Extract:
★ ★ ★ ★ ★ ★ ★
Same thing with the “threesomes” seminar. You can learn a lot about negotiating everyday sexual encounters from the tips about communication you’ll pick up in a workshop discussing more varsity-level activities.

Still, the idea of people having fun and thinking about sexy stuff sent conservatives around the bend. Representatives from UNM’s anti-choice group Students for Life, which spearheaded the assault, wrote disapproving screeds in the campus newspaper and set up a table at Mihalko’s talk. Students for Life Vice President Sade Patterson, who seems to be the point person for all of this, told the conservative website College Fix about the seminar: “The biggest act of being [a] gentleman is accepting fatherhood.” (Sad to say for Patterson, but most college men—and women—are probably not going to be compelled by the idea that the time to start their family is in their Animal House years.)

Students for Life were champs at getting tons of coverage of Sex Week and of the opposition to it, both from right-wing and mainstream media. But anti-choicers’ anger appears to have justifiably confused some people. After all, no embryos, much less fetuses, were killed in the threesome workshop or the “be nice to women you’re sleeping with” seminar. Indeed, the topic of abortion wasn’t mentioned in the schedule at all. If you sincerely believed anti-choicers were motivated by “life” and not by sex panic, this had to be baffling.

In the wake of such puzzlement, Patterson went to Facebook and tried to clear things up. And boy, did she ever, making it crystal clear that the organization shouldn’t be called “Students for Life” so much as “Students Against Sex.”

“I know sex happens. I am not naive to our culture, society, and generation’s views on sex,” she wrote. However, “[o]ur university’s priorities should not be invested financially in promoting wild, care-free, and objectified sex.” Instead, she said, they should offer “a workshop on ‘how to say no’ or how to handle a date-rape situation.”
★ ★ ★ ★ ★ ★ ★
Exercise requirements:
A. In the Sex Week piece, rewrite everything from "Students for Life were" down to "to be baffling.", swapping "champs" for "experts".
B. Condense the paragraph of the Sex Week piece that begins "Students for Life were champs" into a shorter version that keeps its main facts.

Supplied data:
★ ★ ★ ★ ★ ★ ★
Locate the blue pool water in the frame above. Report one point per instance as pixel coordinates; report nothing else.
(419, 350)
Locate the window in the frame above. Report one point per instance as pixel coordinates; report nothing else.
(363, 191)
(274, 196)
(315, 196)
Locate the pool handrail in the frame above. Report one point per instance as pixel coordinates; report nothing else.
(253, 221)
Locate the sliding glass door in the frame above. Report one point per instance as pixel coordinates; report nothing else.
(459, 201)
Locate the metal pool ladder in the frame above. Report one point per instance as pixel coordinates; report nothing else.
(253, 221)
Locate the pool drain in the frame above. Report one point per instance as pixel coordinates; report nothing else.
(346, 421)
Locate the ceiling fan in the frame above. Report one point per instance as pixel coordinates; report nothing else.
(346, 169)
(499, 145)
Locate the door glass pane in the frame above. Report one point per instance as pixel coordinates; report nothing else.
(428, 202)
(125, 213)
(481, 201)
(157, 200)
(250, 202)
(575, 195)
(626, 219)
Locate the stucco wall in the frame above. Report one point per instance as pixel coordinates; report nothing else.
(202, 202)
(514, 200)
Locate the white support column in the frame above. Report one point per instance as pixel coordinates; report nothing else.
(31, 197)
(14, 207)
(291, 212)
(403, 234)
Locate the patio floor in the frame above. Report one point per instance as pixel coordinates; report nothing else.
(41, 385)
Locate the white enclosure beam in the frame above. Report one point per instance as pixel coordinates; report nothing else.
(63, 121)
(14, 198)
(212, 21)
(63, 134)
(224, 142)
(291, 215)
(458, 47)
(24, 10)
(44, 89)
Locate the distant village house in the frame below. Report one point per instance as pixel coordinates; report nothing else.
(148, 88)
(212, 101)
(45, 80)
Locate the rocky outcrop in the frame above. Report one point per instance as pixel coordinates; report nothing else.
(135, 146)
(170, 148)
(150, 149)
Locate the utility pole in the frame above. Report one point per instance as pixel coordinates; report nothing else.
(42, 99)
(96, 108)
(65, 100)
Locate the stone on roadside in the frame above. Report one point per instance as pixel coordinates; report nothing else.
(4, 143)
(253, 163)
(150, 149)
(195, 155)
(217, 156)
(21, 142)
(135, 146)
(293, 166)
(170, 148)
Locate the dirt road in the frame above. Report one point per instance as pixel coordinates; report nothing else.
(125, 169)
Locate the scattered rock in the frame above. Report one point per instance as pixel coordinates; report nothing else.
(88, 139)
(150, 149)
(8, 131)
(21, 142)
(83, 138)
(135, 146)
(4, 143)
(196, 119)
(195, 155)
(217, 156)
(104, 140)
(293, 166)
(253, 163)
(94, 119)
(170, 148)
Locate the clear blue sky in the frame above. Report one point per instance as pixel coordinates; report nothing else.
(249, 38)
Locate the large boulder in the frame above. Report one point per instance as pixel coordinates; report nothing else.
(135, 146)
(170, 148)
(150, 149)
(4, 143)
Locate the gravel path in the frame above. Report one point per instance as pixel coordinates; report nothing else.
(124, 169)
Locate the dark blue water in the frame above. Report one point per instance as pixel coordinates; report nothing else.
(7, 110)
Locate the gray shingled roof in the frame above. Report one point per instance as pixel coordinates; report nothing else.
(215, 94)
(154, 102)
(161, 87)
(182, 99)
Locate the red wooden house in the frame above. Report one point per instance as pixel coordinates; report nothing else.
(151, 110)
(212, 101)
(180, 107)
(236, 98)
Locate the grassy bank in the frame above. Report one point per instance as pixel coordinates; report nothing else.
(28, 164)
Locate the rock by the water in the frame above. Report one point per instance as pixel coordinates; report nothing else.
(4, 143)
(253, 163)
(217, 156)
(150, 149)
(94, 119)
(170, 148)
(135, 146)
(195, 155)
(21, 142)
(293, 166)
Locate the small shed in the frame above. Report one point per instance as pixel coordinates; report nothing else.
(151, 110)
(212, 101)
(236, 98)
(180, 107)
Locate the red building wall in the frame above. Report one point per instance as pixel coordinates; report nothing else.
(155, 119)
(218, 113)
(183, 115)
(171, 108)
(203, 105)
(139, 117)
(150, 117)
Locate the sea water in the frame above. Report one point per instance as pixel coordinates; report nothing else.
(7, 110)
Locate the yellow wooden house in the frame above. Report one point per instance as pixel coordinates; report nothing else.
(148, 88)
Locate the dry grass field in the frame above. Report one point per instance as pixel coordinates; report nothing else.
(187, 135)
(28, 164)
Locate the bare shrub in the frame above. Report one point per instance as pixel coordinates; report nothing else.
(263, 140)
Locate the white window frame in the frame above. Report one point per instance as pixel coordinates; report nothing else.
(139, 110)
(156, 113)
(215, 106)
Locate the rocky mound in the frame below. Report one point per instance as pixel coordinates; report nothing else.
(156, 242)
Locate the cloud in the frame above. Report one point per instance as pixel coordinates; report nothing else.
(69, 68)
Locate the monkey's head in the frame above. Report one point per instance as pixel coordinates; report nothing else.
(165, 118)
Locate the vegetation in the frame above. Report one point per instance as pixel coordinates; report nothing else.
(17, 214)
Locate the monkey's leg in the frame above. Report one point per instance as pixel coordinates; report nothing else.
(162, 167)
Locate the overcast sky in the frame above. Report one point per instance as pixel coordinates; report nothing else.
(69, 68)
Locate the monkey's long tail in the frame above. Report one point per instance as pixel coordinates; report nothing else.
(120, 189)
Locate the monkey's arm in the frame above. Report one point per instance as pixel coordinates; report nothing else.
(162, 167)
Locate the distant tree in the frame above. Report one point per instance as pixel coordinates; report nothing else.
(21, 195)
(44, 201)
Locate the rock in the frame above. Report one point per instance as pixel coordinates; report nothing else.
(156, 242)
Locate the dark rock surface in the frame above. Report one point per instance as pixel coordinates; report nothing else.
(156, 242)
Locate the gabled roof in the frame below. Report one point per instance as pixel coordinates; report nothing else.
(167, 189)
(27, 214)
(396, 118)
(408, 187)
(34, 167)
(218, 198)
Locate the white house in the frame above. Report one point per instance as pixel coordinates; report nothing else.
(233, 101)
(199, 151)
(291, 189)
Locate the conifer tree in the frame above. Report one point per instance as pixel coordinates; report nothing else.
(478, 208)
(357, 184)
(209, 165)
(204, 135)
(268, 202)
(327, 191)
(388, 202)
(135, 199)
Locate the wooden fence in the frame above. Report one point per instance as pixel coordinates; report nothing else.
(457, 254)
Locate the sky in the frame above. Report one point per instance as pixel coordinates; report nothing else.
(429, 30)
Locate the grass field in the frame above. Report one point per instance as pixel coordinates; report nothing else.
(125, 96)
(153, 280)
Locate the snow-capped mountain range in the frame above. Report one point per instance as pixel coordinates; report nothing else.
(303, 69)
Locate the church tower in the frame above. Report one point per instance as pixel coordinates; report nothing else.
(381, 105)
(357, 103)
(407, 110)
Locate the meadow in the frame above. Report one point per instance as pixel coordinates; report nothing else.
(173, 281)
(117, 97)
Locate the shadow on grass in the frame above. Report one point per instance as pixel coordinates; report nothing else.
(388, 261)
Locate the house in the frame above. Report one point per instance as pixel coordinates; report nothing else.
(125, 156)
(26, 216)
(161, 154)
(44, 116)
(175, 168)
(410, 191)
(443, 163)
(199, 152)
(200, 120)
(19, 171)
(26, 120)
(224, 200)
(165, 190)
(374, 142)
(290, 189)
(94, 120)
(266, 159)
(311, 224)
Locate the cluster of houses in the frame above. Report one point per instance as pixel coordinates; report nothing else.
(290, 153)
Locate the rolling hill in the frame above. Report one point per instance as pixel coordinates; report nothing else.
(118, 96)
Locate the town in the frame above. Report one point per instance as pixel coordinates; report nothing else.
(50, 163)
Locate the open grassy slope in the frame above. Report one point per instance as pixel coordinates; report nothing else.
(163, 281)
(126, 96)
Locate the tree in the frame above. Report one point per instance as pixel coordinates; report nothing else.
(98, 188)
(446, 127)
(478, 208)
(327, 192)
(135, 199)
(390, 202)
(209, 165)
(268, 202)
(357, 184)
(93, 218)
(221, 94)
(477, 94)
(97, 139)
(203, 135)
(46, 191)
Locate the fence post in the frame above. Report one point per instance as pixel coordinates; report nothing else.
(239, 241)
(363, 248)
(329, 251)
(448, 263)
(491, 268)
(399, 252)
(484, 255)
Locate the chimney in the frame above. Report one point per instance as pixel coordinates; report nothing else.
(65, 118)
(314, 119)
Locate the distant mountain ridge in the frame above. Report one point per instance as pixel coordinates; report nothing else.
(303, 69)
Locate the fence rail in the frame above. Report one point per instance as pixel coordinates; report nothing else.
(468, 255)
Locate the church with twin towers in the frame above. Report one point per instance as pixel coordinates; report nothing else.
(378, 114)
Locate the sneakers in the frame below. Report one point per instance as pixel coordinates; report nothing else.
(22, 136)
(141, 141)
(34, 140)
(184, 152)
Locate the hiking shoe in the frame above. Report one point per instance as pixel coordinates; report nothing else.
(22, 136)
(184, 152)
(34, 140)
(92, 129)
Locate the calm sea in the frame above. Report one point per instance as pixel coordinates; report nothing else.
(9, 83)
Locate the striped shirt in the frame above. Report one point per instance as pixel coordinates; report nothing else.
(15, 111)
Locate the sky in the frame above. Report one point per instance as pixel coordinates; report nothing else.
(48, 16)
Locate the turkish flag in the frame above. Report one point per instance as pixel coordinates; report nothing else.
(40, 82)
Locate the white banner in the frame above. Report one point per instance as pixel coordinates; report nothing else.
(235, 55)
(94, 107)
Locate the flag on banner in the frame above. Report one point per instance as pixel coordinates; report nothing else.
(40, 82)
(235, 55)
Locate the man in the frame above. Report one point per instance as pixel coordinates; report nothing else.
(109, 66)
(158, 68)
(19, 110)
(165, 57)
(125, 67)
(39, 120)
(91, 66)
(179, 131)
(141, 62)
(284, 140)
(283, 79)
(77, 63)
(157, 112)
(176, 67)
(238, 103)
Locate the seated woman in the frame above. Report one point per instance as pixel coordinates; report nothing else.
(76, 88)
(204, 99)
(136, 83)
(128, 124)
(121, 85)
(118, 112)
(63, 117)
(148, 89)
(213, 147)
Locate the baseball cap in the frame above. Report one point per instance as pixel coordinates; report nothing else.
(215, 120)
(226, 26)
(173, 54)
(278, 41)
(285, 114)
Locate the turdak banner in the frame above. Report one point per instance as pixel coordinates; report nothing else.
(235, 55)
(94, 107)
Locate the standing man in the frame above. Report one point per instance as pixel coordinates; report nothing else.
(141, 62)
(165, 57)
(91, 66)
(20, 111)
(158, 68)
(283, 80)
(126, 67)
★ ★ ★ ★ ★ ★ ★
List of solutions:
A.
Students for Life were experts at getting tons of coverage of Sex Week and of the opposition to it, both from right-wing and mainstream media. But anti-choicers’ anger appears to have justifiably confused some people. After all, no embryos, much less fetuses, were killed in the threesome workshop or the “be nice to women you’re sleeping with” seminar. Indeed, the topic of abortion wasn’t mentioned in the schedule at all. If you sincerely believed anti-choicers were motivated by “life” and not by sex panic, this had to be baffling.

B. Students for Life drew heavy coverage of Sex Week and the opposition to it from right-wing and mainstream media. Their anger understandably confused some people. No embryos or fetuses were killed in the threesome workshop or the "be nice to women you're sleeping with" seminar, and abortion wasn't on the schedule at all. Anyone who believed anti-choicers were driven by "life" rather than sex panic would have found this baffling.